_Material for the task_.
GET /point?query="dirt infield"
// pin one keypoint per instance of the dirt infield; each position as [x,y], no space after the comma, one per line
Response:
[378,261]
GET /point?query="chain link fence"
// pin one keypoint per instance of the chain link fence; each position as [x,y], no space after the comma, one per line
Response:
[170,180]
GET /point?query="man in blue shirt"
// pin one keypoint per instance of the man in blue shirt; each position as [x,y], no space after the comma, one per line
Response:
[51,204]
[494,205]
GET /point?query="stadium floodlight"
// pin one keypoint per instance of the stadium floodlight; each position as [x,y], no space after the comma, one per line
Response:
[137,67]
* * *
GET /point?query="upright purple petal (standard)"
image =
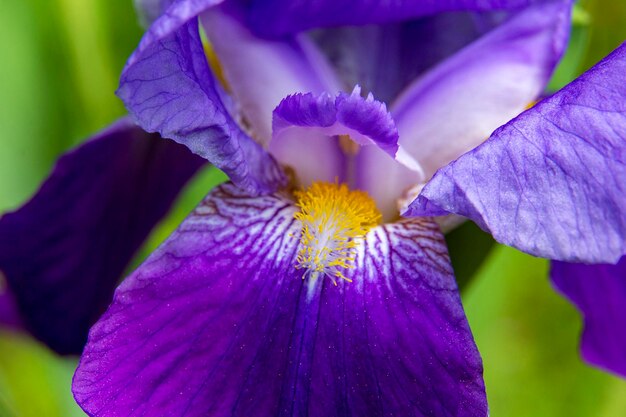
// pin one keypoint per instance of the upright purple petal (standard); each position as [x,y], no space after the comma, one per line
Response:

_Problem requirements_.
Count the lines in the data above that contain the string "shirt", and reply with only that number.

_Solved problem_.
2